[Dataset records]
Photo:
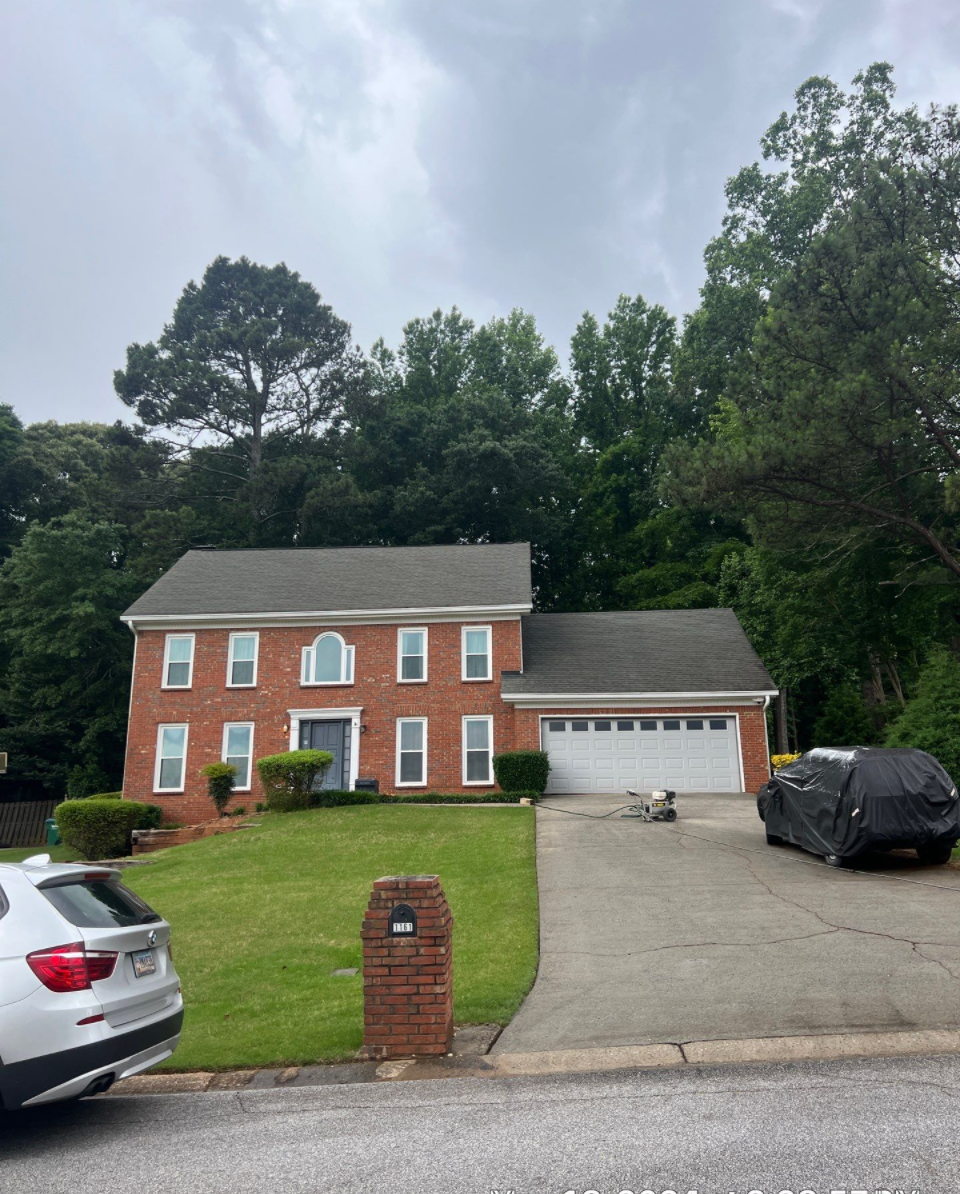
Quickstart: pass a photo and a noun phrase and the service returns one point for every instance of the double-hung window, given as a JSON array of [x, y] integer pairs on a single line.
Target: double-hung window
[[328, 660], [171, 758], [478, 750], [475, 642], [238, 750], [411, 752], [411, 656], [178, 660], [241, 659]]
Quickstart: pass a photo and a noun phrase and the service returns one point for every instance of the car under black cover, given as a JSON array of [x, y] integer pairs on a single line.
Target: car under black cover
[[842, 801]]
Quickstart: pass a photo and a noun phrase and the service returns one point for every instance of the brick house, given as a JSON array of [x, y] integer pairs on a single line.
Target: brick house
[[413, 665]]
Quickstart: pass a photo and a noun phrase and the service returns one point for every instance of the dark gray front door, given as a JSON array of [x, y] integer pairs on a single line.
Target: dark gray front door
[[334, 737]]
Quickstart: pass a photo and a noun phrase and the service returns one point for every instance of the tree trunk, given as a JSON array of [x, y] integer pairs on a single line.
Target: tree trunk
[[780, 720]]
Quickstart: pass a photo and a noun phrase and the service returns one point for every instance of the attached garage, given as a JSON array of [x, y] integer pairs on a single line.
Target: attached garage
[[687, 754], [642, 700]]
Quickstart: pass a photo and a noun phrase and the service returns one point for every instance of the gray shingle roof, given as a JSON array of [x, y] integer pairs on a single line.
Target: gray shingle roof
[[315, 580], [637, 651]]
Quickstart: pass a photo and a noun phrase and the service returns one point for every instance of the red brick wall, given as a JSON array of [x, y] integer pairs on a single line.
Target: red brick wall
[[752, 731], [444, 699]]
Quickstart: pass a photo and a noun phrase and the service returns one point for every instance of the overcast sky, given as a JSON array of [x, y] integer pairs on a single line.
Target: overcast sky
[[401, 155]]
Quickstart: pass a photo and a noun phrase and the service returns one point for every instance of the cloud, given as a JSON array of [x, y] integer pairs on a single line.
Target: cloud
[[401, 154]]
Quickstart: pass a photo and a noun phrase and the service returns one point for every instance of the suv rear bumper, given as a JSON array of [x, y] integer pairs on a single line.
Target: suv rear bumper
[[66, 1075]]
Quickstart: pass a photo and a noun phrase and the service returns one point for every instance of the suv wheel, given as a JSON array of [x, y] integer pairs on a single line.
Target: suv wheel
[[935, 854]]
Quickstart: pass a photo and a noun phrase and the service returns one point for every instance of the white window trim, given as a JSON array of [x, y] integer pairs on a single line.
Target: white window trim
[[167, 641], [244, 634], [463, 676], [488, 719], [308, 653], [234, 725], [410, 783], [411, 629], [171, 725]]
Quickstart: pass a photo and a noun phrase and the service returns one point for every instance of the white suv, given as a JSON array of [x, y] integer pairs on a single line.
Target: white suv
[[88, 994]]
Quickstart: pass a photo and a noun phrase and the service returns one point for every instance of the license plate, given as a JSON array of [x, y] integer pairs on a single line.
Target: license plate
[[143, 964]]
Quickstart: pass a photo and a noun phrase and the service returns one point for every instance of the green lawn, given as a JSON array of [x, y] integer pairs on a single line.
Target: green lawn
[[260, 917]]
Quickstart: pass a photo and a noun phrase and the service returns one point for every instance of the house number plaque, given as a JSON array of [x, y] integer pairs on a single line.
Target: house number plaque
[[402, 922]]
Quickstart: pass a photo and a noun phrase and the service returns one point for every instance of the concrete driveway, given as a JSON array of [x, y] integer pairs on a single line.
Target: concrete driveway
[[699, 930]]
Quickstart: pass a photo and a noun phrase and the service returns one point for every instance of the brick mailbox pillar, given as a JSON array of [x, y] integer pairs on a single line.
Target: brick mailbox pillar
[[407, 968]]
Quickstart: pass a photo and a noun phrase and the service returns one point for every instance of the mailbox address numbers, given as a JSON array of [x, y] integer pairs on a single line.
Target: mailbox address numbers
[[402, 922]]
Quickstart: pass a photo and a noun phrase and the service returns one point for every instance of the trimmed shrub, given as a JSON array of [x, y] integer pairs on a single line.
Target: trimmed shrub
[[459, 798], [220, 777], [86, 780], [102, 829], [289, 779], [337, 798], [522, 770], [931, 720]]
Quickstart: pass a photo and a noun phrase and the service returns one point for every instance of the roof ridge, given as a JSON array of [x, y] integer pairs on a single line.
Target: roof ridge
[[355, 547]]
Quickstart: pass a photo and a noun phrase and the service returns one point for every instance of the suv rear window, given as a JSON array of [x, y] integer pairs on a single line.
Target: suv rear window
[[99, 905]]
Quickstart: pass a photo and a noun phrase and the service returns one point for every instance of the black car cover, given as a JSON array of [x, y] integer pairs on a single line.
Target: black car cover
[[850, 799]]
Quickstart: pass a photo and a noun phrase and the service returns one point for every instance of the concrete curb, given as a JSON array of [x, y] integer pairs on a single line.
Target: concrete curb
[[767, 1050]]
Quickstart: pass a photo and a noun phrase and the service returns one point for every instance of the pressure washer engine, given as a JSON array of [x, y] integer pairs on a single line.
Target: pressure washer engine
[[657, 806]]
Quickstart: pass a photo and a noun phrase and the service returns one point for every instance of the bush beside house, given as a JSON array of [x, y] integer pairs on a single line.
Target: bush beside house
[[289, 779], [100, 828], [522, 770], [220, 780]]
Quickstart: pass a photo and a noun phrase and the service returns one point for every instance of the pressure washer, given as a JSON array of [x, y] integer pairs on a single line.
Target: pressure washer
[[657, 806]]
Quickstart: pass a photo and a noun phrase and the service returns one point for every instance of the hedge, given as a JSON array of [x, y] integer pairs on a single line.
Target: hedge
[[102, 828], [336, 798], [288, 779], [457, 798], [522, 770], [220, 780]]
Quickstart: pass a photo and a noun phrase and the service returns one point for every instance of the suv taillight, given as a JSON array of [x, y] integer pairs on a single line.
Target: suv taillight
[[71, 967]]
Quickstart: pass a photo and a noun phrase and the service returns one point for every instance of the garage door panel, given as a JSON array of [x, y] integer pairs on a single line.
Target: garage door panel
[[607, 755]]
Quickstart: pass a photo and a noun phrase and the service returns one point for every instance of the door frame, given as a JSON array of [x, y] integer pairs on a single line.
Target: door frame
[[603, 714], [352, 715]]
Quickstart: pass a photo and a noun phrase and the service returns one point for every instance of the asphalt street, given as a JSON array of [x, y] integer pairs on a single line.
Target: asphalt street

== WHAT IS NEEDED ==
The answer must consist solely of the lines from the first line of the records through the line containing "of the double-hung", reproduced exactly and without the pictures.

== EXERCISE ANSWER ==
Photo:
Quickstart: pass a photo and a noun phrase and the service returns one point for every instance of the double-hung window, given as a JSON array of [x, y] integer pairs on a single line.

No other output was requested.